> _Exercise details_
Copy out the records precisely, omitting pictures.

> _Given data_
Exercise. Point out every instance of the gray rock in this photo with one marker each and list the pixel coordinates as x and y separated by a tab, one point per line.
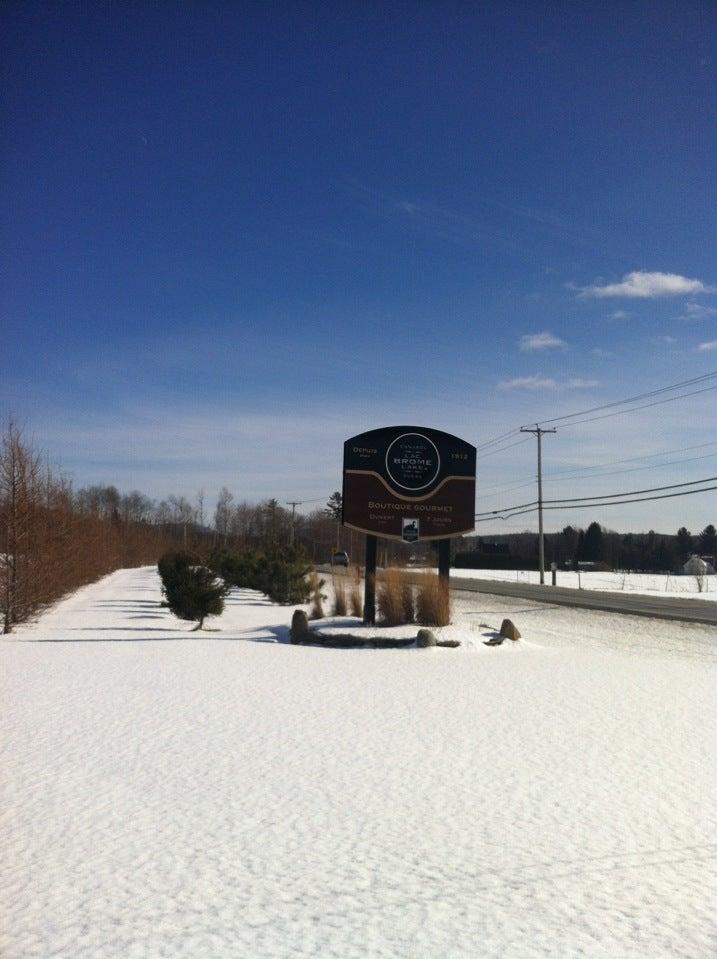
425	638
509	629
299	627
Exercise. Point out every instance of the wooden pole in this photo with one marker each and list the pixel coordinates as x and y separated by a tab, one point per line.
369	601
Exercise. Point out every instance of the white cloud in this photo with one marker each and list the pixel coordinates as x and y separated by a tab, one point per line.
541	341
642	285
537	382
529	383
579	384
696	311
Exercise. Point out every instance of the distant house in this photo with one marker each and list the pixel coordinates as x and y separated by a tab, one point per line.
698	566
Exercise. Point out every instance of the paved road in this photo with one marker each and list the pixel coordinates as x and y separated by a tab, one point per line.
661	607
632	604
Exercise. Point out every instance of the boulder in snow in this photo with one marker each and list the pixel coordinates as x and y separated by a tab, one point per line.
425	638
509	629
299	627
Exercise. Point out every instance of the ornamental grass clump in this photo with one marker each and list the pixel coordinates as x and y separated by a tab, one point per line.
355	600
433	607
390	598
409	611
317	597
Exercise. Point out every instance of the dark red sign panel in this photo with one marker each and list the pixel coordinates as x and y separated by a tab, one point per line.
409	483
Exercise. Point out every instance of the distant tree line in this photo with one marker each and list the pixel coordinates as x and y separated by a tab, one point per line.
645	552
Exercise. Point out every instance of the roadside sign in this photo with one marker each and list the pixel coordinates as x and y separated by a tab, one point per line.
409	483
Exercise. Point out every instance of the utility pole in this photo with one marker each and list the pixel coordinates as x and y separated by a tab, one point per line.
541	545
293	504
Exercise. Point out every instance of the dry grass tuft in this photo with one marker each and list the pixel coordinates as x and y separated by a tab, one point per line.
433	606
317	597
407	601
339	607
390	599
355	598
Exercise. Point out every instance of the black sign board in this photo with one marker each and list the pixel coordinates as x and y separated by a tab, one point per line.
409	483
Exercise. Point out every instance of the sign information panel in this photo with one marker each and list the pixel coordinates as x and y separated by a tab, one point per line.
409	483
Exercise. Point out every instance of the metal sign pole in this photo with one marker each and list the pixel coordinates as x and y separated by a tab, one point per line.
444	559
369	601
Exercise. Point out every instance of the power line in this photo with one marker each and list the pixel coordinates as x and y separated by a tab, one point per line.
634	492
503	448
634	409
567	478
645	499
580	499
596	409
635	399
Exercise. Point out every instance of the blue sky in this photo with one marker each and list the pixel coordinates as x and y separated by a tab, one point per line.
234	234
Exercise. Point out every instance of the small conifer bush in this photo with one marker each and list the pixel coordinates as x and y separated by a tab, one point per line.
195	594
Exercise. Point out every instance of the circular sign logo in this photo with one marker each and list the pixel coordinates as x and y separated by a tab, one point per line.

> _Solution to this problem_
Exercise. Point out every instance of the gray rock in this photo with one marker each and list the pixel coordinates as x and y separated by a tab, one point per line.
425	638
509	629
299	627
Exercise. Point out every instance of the wooden pole in this photo with one marker each and list the pixel coordinates as x and y separated by a tab, one point per line.
369	601
Exercise. Point out every instance of the white cloud in this photo with one marker each and list the pixel coordinates as x and y separated by a tab, one point per line.
541	341
642	285
537	382
529	383
579	384
696	311
Exercise. Point out every instance of the distant house in this photo with one marker each and list the pixel coordinates as x and y separated by a tab, one point per line.
698	566
Exercise. Point out every instance of the paved road in this photo with one marker each and list the pixel coordinates as x and y separated by a tab, one point per line.
661	607
632	604
Exercise. Point out every instance of the boulder in snow in this photo with one marker each and list the pixel coordinates as x and y separated by a tab, one point per line.
425	638
509	629
299	627
Exercise. Point out every instance of the ornamental grass clump in this photo with one marker each and list the pixel coordinates as x and y separated by a tab, one point per line.
355	600
433	607
390	598
409	611
317	597
Exercise. Point out every instance of the dark red sign panel in this photo with one marker each and list the pixel coordinates as x and y separated by a tab, one point per line.
409	483
Exercise. Point out every instance of the distant tree line in this photo with one marker each and list the pixel coordinates as x and y separated by a tab, one point per line.
645	552
Exercise. Point out every instance of the roadside sign in this photo with one marker each and list the pixel coordinates as x and y separated by a tab, one point per line.
409	483
Exercise. Point out every instance of the utility pole in this photo with one marker each and list the pixel coordinates as x and y separated by a tab, one point per line.
541	545
293	504
Exercise. Point out every instance of the dry grass tuft in this photo with one marker each and list the pixel coordinates as x and y separated by a tab, one point per line.
433	606
317	597
407	601
339	607
390	599
355	598
Exercise. Point out every instance of the black sign board in this photo with one marker each and list the pixel coordinates as x and y separated by a tab, one point per line.
409	483
Exercise. Point out every instance of the sign information panel in this photo with one marker each and list the pixel coordinates as x and y separated by a tab, one point per line.
409	483
Exercise. Point out every instance of the metal sign pole in this photo with one marker each and list the pixel coordinates as x and y separated by a tab, one point per line.
444	559
369	601
Exercise. Point out every instance of the power line in this photo with one marker each and list the pixel coordinates as x and y separated by a tab, one point per line.
634	492
503	448
634	409
567	478
645	499
580	499
596	409
635	399
Exercise. Point out every instance of the blue sky in this photo with one marker each and list the pixel coordinates as x and y separated by a tab, one point per line.
234	234
Exercise. Point out every instance of the small conifer bush in this photo with one marker each and list the pixel coordinates as x and y separated by a tab, one point per line.
195	594
Exercise. Point out every instance of the circular sign logo in this photo with one marker each and list the pixel coordinates as x and y separated by a tab, one point per line.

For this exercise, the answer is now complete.